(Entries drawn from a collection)
______________________________
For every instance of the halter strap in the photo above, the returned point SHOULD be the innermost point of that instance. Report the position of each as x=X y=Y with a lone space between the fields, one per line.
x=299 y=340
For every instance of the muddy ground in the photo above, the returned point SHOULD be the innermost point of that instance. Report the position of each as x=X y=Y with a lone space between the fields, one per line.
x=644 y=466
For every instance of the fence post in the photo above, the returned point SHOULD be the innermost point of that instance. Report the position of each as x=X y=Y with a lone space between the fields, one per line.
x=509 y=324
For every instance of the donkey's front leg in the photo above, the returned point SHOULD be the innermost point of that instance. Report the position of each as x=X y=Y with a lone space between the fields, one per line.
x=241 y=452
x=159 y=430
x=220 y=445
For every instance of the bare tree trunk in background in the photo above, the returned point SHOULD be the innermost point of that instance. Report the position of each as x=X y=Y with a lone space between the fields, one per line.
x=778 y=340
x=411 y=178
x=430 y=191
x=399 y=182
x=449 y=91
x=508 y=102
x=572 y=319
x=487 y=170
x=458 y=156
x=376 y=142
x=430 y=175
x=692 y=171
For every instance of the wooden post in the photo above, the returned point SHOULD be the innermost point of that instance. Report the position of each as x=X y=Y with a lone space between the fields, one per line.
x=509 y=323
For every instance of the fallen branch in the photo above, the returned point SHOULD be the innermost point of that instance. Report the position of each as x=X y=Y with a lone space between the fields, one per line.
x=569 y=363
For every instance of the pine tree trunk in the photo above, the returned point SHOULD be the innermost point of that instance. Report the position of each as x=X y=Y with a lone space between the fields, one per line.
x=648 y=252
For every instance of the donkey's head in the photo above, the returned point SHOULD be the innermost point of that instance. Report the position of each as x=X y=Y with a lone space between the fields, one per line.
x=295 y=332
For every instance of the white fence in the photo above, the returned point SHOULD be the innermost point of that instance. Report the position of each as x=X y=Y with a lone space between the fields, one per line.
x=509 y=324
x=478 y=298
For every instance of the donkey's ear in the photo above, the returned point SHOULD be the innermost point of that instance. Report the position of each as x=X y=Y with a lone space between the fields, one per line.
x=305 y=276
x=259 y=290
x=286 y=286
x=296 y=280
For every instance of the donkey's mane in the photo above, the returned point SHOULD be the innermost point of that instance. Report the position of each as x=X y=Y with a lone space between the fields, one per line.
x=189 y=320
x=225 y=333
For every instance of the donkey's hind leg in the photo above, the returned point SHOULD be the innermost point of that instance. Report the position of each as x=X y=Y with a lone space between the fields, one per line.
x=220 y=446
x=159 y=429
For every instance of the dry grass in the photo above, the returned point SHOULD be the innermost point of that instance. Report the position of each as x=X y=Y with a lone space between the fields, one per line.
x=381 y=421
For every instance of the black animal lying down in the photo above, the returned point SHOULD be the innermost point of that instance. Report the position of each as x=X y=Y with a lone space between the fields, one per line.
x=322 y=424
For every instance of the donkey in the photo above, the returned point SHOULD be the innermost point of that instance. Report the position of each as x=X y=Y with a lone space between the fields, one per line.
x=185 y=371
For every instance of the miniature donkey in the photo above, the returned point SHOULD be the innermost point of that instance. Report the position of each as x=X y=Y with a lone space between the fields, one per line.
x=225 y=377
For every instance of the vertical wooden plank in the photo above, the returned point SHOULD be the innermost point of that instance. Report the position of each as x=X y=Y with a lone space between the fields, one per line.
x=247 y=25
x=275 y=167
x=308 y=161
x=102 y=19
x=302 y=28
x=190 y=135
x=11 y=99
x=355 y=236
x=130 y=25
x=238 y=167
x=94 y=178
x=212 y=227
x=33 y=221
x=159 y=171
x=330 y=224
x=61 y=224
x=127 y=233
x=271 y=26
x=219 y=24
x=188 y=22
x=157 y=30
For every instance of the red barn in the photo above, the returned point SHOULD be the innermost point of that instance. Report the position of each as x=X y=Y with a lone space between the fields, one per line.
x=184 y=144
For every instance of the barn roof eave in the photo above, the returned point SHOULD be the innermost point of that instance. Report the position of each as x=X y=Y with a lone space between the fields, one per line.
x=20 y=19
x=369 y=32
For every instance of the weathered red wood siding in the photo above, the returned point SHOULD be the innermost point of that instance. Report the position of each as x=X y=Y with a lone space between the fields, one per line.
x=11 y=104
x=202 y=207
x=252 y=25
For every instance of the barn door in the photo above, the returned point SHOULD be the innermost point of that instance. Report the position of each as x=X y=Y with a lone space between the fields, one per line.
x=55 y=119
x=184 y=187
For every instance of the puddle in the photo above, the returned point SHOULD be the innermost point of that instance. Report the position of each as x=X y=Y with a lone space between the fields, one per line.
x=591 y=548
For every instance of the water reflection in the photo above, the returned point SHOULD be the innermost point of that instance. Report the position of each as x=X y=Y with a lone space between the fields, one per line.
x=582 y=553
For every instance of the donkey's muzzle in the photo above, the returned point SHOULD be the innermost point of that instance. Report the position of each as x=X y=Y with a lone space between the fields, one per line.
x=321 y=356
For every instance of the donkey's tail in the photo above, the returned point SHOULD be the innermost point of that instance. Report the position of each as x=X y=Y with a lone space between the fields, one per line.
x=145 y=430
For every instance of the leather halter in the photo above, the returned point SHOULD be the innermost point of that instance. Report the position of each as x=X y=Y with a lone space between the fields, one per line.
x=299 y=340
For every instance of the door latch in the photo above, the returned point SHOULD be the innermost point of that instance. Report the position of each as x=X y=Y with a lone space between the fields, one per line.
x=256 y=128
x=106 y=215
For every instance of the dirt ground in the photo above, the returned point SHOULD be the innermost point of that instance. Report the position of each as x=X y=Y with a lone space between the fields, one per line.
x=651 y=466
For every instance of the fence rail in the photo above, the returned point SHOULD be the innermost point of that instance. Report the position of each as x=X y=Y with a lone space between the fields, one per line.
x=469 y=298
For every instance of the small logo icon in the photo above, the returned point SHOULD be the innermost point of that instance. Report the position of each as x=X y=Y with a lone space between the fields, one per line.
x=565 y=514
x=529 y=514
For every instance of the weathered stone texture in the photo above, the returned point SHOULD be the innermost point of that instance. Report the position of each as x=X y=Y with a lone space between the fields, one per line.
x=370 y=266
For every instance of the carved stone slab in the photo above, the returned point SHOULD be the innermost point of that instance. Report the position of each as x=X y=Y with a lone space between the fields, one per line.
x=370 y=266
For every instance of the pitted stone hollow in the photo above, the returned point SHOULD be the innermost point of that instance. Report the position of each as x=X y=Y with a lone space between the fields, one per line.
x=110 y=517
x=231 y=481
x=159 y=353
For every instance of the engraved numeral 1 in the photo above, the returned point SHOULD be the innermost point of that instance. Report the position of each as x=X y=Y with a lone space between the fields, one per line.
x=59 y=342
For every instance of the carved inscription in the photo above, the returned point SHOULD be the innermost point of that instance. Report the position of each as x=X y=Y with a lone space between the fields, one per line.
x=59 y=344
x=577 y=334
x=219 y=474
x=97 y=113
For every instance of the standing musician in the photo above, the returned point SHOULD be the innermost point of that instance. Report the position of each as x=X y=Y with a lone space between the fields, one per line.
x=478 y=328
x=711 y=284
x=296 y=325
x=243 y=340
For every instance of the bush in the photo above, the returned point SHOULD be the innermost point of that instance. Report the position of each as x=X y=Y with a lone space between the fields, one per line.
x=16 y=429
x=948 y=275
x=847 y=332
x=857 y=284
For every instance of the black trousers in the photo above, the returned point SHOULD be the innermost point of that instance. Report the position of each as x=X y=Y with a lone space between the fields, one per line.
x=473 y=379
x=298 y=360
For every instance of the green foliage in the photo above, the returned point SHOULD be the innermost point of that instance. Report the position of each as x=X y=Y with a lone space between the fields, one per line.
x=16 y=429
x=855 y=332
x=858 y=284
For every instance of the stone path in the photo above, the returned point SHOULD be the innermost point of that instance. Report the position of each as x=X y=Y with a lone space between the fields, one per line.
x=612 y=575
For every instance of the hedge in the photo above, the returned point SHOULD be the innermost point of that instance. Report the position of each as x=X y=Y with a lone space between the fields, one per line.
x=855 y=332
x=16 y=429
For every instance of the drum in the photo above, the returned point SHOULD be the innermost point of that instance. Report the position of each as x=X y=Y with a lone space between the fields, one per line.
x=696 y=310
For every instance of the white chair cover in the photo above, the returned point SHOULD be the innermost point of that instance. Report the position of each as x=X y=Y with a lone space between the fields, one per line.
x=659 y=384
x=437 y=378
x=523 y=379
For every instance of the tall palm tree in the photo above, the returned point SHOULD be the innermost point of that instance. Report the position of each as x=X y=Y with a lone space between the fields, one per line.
______________________________
» Written instruction
Repeat, word for word, the stretch from the start of the records through the line containing "x=644 y=466", including that line and nothing after it.

» Reply
For every instance of the halter strap in the photo above, the returned point SHOULD be the innermost point of that instance. Report the position of each as x=X y=Y with a lone space between the fields, one per line.
x=299 y=340
For every instance of the muddy ground in the photo above, the returned point SHOULD be the innermost point of that instance. Report the position of each as x=X y=Y with a lone space between the fields, one per line.
x=644 y=466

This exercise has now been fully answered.